═══ Source text ═══

[PR] [VL] Hoist per-partition constants out of ColumnarCachedBatchSerializer.serialize hot path [gluten]

via GitHub Thu, 28 May 2026 02:17:17 -0700


yaooqinn opened a new pull request, #12166:
URL: https://github.com/apache/gluten/pull/12166


   ## What changes were proposed in this pull request?
   
   In `ColumnarCachedBatchSerializer.convertInternalRowToCachedBatch`,
   three values that are constant for the lifetime of the per-partition
   `Iterator[CachedBatch]` were being re-evaluated on every `next()` call:
   
   1. `BackendsApiManager.getBackendName` -- invoked twice per batch
      (once for the JNI runtime context, once for `getNativeHandle`)

═══ Recorded information ═══

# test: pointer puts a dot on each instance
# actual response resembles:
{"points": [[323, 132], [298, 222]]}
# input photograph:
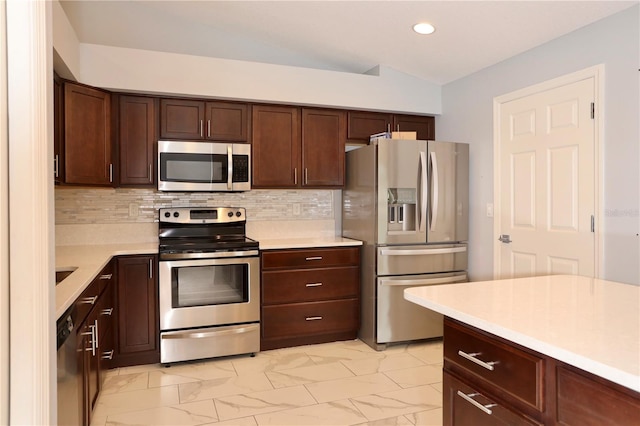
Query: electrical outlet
{"points": [[133, 210], [489, 209]]}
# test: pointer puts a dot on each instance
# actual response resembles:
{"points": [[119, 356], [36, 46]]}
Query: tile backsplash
{"points": [[124, 205]]}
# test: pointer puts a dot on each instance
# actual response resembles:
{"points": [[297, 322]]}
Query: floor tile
{"points": [[310, 374], [416, 376], [397, 403], [377, 365], [223, 386], [334, 390], [230, 407], [136, 400], [125, 383], [191, 414], [330, 413]]}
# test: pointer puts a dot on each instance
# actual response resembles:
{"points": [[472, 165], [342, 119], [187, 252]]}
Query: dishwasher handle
{"points": [[391, 282]]}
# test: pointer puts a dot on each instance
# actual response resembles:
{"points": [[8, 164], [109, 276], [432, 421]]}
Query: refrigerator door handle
{"points": [[435, 197], [423, 281], [386, 251], [422, 193]]}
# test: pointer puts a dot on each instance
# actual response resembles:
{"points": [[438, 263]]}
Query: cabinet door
{"points": [[361, 125], [137, 137], [423, 126], [323, 140], [137, 311], [276, 146], [227, 121], [58, 130], [181, 119], [87, 137]]}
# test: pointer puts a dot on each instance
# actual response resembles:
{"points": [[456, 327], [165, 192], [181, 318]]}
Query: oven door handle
{"points": [[207, 334]]}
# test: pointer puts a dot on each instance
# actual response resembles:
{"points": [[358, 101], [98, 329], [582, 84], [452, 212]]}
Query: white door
{"points": [[546, 154]]}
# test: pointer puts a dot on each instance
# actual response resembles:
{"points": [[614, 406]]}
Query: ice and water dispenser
{"points": [[401, 209]]}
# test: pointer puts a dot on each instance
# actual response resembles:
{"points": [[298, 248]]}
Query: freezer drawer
{"points": [[399, 320], [421, 259]]}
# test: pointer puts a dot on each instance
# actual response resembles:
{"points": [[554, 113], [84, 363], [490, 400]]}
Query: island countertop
{"points": [[589, 323]]}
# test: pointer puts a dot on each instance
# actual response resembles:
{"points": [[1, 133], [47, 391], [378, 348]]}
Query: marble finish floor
{"points": [[340, 383]]}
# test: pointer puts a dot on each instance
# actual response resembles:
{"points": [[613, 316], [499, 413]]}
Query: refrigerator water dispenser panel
{"points": [[401, 209]]}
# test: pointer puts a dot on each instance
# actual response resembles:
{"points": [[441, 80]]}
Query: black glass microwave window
{"points": [[198, 168], [209, 285]]}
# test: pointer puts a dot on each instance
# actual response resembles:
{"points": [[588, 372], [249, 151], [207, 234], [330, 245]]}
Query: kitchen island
{"points": [[571, 343]]}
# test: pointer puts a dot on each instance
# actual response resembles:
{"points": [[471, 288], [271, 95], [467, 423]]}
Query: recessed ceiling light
{"points": [[423, 28]]}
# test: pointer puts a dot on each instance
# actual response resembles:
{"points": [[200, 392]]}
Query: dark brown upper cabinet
{"points": [[137, 123], [87, 136], [198, 120]]}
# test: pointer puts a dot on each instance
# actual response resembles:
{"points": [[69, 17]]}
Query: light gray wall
{"points": [[467, 115]]}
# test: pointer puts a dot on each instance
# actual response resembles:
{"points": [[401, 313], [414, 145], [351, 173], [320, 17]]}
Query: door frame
{"points": [[597, 73]]}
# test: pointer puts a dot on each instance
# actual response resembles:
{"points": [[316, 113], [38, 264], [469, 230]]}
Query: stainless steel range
{"points": [[209, 284]]}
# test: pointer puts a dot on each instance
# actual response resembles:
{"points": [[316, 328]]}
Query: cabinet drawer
{"points": [[464, 405], [518, 373], [309, 318], [309, 285], [314, 258], [585, 401]]}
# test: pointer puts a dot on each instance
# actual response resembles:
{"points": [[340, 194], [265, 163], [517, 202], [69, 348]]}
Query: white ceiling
{"points": [[348, 36]]}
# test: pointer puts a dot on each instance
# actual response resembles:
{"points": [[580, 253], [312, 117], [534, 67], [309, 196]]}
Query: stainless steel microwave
{"points": [[203, 166]]}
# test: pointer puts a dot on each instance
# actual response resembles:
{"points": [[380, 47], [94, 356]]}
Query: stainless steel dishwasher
{"points": [[69, 376]]}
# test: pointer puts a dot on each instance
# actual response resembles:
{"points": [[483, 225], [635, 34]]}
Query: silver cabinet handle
{"points": [[472, 357], [469, 399], [107, 354], [89, 300]]}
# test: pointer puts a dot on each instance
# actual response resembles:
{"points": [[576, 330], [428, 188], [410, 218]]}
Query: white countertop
{"points": [[589, 323], [89, 259], [308, 242]]}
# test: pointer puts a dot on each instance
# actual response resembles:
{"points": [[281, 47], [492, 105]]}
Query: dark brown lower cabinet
{"points": [[488, 380], [138, 338]]}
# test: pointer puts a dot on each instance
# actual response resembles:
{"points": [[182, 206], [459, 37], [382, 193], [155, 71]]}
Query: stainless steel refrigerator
{"points": [[407, 201]]}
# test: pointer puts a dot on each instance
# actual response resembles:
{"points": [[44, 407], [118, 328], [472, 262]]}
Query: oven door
{"points": [[209, 292]]}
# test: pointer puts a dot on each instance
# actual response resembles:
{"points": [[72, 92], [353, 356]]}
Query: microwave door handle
{"points": [[230, 167], [423, 191]]}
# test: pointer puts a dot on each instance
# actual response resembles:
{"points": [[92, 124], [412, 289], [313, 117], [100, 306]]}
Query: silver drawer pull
{"points": [[107, 354], [89, 300], [472, 357], [469, 399]]}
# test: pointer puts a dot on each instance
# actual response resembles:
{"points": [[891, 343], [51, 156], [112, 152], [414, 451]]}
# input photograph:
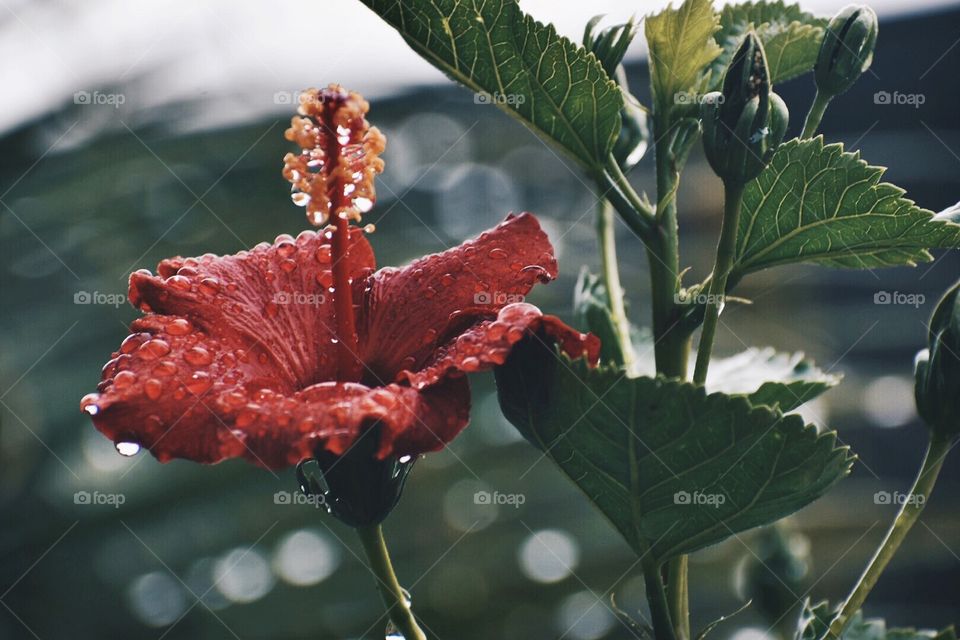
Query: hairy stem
{"points": [[726, 249], [657, 599], [611, 280], [398, 606], [815, 115], [906, 518], [672, 343]]}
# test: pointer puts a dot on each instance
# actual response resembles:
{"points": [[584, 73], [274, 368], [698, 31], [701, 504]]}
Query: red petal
{"points": [[191, 395], [488, 343], [408, 312], [274, 296]]}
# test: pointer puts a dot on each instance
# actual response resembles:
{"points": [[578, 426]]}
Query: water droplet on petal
{"points": [[153, 388]]}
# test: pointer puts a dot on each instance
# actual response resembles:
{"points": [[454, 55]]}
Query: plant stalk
{"points": [[395, 600], [611, 280], [672, 343], [815, 115], [906, 518], [657, 599], [726, 248]]}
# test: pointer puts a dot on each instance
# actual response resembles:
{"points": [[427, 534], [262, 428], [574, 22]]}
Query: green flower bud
{"points": [[938, 369], [846, 50], [745, 123], [356, 487], [610, 45]]}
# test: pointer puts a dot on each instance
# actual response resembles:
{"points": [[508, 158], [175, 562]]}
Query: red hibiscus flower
{"points": [[301, 346]]}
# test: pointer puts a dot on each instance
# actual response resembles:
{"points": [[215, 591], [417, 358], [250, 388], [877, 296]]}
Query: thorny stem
{"points": [[718, 281], [398, 606], [611, 280], [815, 115], [909, 514]]}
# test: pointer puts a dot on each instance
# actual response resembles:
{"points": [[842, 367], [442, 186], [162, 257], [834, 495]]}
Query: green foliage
{"points": [[681, 45], [646, 450], [534, 74], [818, 203], [791, 37]]}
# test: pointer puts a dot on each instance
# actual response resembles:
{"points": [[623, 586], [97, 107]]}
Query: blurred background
{"points": [[131, 132]]}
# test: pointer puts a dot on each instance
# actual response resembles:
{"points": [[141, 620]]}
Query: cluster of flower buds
{"points": [[339, 159], [745, 122], [846, 50], [609, 45], [938, 369]]}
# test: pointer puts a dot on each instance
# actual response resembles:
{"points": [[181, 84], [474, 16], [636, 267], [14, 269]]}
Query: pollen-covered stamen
{"points": [[333, 177]]}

═══

Problems to solve:
(a) List every code term that the pull request description sets in backticks.
(b) Proceed with the pull request description, beginning where it stops.

Answers to the tasks:
(a)
`ColumnarCachedBatchSerializer.convertInternalRowToCachedBatch`
`Iterator[CachedBatch]`
`next()`
`BackendsApiManager.getBackendName`
`getNativeHandle`

(b)
   2. `GlutenConfig.get.getConf(COLUMNAR_TABLE_CACHE_PARTITION_STATS_ENABLED)`
      -- `GlutenConfig.get` allocates a fresh `GlutenConfig(SQLConf.get)`
      on every call (`GlutenConfig.scala` L584-L586) plus a `SparkConf`
      hashmap lookup
   3. `ColumnarBatchSerializerJniWrapper.create(Runtimes.contextInstance(...))`
      -- JNI wrapper construction
   
   This PR hoists all three out of `next()` into the `mapPartitions` body,
   alongside the `structSchema` value that the same block already hoists
   for the identical many-small-batch GC-pressure reason. Only the
   per-batch `handle = ColumnarBatches.getNativeHandle(backendName, batch)`
   remains inside `next()`, since it genuinely depends on the batch.
   
   ## Why are the changes needed?
   
   The block immediately preceding `new Iterator[CachedBatch]` already
   hoists `structSchema` with a comment explicitly citing many-small-batch
   GC pressure. The three values listed above belong in the same hoist --
   they are all partition-iterator-scoped constants whose per-batch
   re-evaluation produces zero behavioral signal but consumes allocator /
   JNI traffic on every batch.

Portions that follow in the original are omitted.